North Shore Bus Company
The North Shore Bus Company operated public buses in Queens, New York City. It was established in 1920 as the successor to the New York and North Shore Traction Company trolley system, and operated until 1947 when it went bankrupt, and its operations were taken over by the New York City Board of Transportation.
Origin: New York and North Shore Traction Company
The company was established in 1902 as a trolley company called the Mineola, Roslyn & Port Washington Traction Company, but as it grew into Queens it was renamed in 1907 as the "New York and North Shore Traction Company." It had a line from Flushing, Queens to Roslyn in Nassau County named the North Shore Line, as well as another from Flushing to Whitestone–14th Avenue Station on the Whitestone Branch of the Long Island Rail Road, better known as the Whitestone Line. Within Nassau County, it had lines from Port Washington to Mineola which was known as the Port Washington Line, and from Mineola to Hicksville, called the Hicksville Line.The trolley cars on this system were considered to be the largest and most powerful on Long Island and in Queens. As powerful as they were however, they still had difficulty climbing the hills of such areas as Douglaston and Manhasset.

-- -- --

#### [What you have to do]
Say whether each statement agrees with the North Shore Bus Company text above, answering yes or no and quoting the words of the text that decide it. 1. The trolley company was first called the Mineola, Roslyn & Port Washington Traction Company. 2. The North Shore Bus Company ran until 1947. 3. The trolley cars climbed the hills of Douglaston and Manhasset easily.

#### [Entries]
-- -- --

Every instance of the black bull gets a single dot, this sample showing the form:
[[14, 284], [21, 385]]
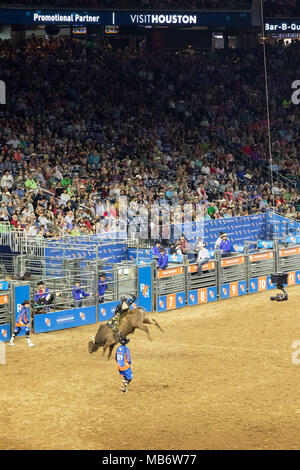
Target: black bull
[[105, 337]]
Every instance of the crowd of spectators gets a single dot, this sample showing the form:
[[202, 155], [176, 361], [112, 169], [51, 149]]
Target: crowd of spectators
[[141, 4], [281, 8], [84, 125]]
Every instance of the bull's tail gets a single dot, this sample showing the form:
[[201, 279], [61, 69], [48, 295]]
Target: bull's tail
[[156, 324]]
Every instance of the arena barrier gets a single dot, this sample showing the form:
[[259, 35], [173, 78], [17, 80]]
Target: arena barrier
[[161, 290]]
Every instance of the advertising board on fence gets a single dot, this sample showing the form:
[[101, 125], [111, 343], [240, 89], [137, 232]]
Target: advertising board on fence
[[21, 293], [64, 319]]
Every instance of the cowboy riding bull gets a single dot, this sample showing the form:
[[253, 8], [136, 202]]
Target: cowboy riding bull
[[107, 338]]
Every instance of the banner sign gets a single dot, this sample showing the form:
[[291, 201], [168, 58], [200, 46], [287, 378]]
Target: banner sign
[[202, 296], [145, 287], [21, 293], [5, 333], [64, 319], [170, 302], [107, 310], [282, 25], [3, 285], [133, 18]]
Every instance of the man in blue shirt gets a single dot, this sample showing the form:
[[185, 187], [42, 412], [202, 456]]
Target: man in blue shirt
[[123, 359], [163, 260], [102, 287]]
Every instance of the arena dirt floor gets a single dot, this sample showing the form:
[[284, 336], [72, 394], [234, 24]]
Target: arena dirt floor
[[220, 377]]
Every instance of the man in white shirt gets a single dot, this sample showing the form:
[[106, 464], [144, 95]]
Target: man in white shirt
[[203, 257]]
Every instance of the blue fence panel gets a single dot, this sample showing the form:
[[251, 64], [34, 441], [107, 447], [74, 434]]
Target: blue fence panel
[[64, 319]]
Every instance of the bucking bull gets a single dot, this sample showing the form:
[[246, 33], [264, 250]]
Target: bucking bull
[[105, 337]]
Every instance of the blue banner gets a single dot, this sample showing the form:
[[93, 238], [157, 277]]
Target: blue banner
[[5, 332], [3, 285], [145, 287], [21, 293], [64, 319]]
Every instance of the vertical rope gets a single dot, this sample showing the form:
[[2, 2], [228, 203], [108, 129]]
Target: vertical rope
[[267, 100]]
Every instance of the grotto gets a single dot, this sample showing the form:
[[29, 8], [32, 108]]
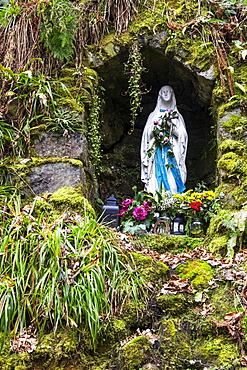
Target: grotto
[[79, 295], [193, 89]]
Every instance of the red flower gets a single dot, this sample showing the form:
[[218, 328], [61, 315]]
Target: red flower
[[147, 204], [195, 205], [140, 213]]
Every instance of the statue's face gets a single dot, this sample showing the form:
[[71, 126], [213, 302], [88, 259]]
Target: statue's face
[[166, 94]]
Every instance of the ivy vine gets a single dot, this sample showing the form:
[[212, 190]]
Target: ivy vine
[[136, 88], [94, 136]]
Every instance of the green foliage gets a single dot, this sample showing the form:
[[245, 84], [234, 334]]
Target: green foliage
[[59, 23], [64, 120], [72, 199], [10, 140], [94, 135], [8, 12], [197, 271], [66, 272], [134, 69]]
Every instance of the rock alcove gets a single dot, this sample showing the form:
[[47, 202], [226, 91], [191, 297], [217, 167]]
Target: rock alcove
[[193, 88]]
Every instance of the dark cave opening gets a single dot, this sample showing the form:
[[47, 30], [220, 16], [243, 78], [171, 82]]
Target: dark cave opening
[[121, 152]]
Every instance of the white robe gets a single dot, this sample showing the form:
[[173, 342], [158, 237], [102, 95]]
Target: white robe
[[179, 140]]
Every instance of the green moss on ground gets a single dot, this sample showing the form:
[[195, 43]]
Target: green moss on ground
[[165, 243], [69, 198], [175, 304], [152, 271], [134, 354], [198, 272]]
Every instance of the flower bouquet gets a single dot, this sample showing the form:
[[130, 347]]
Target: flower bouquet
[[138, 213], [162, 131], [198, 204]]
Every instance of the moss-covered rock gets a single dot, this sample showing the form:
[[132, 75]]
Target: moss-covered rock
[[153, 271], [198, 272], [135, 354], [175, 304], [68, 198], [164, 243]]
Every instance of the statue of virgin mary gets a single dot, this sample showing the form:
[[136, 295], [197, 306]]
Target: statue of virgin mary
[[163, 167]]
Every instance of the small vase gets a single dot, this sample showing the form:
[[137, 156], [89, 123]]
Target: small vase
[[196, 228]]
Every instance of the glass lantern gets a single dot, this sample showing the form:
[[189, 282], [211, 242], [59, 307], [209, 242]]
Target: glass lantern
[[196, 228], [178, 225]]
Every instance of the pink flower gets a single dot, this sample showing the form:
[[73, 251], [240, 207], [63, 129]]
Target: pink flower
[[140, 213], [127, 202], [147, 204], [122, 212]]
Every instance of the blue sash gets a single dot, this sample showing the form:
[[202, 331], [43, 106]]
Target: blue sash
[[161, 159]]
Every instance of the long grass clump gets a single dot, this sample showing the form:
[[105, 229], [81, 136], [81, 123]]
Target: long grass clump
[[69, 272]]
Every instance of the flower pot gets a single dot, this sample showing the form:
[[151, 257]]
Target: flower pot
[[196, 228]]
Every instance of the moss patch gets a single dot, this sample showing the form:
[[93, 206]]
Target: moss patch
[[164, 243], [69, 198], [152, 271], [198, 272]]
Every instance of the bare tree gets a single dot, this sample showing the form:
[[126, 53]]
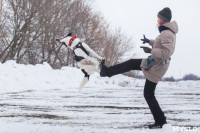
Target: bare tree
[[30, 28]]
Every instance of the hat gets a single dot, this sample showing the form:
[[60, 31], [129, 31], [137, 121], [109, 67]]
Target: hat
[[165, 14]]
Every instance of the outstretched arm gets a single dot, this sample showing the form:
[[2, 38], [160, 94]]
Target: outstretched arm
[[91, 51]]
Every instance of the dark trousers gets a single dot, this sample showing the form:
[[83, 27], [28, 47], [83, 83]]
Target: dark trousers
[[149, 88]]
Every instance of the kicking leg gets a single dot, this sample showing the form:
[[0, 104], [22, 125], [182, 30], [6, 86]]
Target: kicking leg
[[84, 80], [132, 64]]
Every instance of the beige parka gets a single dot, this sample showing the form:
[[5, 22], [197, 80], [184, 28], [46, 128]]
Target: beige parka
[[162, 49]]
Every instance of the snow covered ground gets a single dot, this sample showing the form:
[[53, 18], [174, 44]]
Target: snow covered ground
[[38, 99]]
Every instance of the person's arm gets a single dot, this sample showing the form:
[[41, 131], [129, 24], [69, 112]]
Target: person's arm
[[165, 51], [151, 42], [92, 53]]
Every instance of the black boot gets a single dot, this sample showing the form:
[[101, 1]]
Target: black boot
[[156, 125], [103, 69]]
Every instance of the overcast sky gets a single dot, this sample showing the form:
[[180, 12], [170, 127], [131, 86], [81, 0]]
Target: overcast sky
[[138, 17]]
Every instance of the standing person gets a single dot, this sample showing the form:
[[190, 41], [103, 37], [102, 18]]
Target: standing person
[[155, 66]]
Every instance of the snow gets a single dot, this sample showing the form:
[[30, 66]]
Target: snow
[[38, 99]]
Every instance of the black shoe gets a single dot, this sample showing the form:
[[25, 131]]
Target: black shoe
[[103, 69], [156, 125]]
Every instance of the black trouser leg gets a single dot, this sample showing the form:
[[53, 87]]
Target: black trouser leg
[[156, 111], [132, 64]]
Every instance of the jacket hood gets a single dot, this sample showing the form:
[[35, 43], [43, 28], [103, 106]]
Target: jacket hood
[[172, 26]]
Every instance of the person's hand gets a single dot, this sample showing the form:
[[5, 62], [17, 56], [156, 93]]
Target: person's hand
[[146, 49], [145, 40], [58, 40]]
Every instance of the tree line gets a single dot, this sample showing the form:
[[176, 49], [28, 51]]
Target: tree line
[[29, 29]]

-- -- --

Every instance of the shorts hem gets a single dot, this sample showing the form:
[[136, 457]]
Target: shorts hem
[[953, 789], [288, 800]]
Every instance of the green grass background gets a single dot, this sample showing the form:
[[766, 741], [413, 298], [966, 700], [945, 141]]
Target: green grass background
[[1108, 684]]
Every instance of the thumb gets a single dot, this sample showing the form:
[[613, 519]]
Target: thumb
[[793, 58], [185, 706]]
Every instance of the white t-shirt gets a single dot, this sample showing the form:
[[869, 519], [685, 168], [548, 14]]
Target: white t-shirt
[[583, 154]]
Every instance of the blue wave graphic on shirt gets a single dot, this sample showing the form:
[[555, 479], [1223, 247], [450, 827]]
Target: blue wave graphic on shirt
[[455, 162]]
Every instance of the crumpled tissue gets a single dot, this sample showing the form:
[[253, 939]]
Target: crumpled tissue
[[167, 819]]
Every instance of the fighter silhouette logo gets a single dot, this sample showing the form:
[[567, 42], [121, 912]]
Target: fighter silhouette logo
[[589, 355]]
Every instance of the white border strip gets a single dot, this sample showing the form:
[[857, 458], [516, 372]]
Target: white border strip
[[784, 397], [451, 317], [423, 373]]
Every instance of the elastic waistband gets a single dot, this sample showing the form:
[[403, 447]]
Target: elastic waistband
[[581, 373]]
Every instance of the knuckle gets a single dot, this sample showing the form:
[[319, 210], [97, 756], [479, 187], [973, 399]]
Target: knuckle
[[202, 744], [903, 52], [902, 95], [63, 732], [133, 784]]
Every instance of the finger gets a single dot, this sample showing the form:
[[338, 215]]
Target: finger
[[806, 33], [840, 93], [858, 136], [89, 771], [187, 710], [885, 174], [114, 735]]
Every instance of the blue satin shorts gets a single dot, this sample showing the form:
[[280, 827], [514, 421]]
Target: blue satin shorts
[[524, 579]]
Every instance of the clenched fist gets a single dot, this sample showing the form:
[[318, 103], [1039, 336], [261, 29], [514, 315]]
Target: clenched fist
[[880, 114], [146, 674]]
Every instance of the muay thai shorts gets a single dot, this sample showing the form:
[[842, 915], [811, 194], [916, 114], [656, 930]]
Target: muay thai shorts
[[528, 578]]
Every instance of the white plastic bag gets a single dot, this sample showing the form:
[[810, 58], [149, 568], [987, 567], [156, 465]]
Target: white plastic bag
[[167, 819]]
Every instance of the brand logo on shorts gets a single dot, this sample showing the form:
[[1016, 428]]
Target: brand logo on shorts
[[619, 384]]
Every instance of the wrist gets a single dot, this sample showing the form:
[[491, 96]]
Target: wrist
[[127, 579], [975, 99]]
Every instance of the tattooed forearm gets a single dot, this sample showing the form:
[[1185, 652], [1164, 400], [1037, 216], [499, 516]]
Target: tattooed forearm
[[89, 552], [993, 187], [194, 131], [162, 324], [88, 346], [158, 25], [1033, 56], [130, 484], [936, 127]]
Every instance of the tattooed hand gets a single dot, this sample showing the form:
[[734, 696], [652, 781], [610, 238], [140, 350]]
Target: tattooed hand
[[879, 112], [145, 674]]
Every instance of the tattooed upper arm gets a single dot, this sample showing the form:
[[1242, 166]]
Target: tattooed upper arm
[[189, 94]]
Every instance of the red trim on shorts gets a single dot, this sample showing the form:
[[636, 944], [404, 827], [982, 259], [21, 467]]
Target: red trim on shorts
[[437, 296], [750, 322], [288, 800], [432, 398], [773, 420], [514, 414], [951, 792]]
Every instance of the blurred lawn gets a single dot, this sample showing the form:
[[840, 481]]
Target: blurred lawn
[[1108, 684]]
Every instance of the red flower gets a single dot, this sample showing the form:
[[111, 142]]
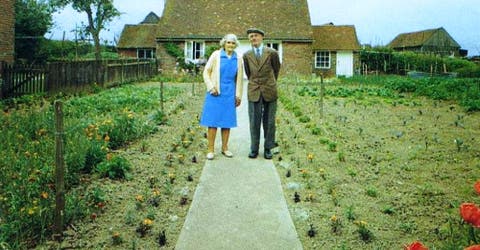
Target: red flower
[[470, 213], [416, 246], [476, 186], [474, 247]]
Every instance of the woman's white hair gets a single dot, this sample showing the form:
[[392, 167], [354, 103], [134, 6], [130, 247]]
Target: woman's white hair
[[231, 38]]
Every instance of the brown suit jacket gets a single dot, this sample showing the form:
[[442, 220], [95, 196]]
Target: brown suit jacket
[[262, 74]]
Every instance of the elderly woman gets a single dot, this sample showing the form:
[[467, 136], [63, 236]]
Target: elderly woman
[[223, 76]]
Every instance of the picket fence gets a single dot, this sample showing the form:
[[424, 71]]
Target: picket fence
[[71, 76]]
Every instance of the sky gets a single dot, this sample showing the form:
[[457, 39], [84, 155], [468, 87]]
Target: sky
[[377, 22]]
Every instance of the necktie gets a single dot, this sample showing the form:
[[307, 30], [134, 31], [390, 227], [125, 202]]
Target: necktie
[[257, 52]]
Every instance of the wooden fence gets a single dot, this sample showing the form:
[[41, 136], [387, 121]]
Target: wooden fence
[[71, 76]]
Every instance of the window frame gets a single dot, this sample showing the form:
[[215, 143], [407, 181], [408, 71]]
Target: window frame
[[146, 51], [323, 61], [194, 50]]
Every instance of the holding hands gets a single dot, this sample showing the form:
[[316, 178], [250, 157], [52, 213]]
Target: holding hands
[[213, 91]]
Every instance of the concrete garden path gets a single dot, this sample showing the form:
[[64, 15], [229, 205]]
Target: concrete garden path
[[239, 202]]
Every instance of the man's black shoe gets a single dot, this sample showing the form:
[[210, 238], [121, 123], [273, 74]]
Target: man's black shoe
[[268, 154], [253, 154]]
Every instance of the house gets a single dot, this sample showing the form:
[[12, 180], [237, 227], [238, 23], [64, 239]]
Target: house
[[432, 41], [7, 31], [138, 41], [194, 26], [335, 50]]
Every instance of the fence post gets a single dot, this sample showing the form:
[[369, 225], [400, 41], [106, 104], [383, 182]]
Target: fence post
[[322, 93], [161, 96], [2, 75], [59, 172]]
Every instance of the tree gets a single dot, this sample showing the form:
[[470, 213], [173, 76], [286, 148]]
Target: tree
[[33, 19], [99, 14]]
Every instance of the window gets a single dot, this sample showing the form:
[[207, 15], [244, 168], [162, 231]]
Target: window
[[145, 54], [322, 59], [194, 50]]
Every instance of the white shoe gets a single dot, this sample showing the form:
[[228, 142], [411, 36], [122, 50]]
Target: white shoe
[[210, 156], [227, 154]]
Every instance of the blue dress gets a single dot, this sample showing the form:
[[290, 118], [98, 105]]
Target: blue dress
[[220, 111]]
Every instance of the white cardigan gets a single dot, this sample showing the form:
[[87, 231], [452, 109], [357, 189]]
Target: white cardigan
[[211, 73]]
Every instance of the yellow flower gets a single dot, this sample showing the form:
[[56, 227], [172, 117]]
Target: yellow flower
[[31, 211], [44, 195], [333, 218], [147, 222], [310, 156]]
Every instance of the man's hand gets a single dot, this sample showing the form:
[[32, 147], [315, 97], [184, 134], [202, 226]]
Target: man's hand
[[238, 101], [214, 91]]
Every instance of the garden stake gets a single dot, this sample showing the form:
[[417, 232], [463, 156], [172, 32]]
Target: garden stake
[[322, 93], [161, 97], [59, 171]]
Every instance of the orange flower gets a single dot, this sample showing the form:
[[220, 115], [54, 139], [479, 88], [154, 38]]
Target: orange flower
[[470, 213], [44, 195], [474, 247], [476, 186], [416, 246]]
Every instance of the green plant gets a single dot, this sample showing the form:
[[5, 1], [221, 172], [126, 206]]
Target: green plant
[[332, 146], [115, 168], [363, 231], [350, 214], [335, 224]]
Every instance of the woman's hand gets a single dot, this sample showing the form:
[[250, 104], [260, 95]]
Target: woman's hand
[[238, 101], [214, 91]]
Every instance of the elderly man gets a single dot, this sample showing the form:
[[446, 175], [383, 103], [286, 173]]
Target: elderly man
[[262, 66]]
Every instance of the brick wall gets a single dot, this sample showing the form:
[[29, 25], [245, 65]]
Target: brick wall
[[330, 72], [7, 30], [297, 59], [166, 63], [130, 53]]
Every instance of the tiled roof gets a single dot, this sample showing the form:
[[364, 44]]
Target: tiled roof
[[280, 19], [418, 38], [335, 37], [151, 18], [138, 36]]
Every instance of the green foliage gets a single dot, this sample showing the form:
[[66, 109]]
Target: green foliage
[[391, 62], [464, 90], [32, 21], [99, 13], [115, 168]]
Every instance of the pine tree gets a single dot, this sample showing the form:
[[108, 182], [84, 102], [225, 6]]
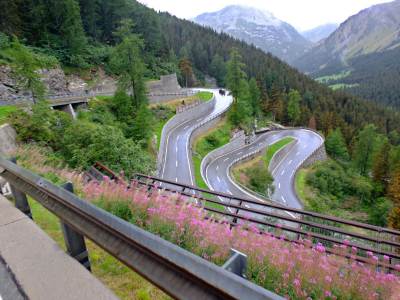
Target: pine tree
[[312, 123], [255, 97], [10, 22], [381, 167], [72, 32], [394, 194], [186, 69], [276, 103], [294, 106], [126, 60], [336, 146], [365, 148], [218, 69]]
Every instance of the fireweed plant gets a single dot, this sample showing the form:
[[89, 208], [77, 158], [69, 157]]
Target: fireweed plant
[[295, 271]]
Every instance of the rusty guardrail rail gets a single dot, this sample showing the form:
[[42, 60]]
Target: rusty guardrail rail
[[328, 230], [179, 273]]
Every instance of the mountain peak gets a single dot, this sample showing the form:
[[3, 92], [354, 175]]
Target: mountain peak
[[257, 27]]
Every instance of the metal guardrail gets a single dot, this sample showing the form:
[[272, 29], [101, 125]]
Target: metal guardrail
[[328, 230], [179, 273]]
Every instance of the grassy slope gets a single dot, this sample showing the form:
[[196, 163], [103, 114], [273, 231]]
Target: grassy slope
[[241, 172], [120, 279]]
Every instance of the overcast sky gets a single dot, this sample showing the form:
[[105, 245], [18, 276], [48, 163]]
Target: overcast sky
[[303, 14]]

-- -- --

#### [Task output]
1. Yes: "The company was established in 1902 as a trolley company called the Mineola, Roslyn & Port Washington Traction Company"
2. Yes: "operated until 1947 when it went bankrupt"
3. No: "they still had difficulty climbing the hills of such areas as Douglaston and Manhasset"